— START OF Provided information —

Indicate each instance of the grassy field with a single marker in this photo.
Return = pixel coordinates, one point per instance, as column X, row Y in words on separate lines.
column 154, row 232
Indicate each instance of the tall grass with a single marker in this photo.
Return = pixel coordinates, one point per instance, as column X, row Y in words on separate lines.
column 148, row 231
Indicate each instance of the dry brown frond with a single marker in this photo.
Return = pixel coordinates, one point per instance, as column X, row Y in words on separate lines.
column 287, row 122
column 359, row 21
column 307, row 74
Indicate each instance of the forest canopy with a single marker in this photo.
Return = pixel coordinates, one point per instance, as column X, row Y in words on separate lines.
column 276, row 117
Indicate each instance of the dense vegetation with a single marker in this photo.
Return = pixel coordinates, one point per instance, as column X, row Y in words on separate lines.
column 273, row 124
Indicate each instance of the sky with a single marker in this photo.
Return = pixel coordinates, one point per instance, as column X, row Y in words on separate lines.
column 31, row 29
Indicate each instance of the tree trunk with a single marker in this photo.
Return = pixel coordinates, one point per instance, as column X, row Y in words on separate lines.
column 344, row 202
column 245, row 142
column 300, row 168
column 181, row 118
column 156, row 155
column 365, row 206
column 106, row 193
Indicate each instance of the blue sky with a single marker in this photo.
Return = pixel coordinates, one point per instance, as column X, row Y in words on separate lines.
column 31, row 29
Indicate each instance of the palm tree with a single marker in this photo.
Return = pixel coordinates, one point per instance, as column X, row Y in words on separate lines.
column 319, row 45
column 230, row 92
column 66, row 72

— END OF Provided information —

**Problem description**
Recast all of the material above as a numbered list, one line per item, and leave out any blank lines.

**Task response**
1. Indicate each instance of the grassy field with a single marker in this photo.
2. Return = pixel coordinates, one point per instance, as column X, row Y in words on separate lines.
3. column 154, row 232
4. Indicate each instance of the tall grass with a single marker in this photo.
5. Return = pixel coordinates, one point per instance, as column X, row Y in words on separate lines.
6. column 148, row 231
7. Indicate each instance of the dry brown frond with a single marker in this photo.
8. Return = pixel coordinates, one point per instance, as column X, row Y in words on separate lines.
9. column 287, row 122
10. column 359, row 21
11. column 307, row 74
12. Indicate each instance of the forest canopy with a single marker in this photo.
13. Return = pixel coordinates, one point per instance, as column X, row Y in words on separate lines.
14. column 276, row 117
15. Indicate each instance of the dense vegetation with a single marker in this photo.
16. Return = pixel coordinates, one point per instance, as column X, row Y in words on separate lines.
17. column 273, row 124
18. Indicate each instance of the sky with a single marker in this photo.
19. Return = pixel coordinates, one point per instance, as column X, row Y in words on separate lines.
20. column 31, row 29
21. Indicate each instance of the tree trunk with a single marker in this photo.
22. Return = pixel coordinates, one point per instance, as column X, row Y in words on separate lines.
23. column 344, row 202
24. column 245, row 142
25. column 300, row 168
26. column 181, row 118
27. column 156, row 155
28. column 365, row 206
29. column 106, row 193
30. Indicate each instance of the blue sky with a single marker in this photo.
31. Return = pixel coordinates, one point per instance, as column X, row Y in words on separate lines.
32. column 31, row 29
33. Indicate each instance of the palm tree with a single marker in this photo.
34. Return = pixel coordinates, one point per instance, as column X, row Y in words on separate lines.
35. column 319, row 45
36. column 230, row 92
37. column 66, row 72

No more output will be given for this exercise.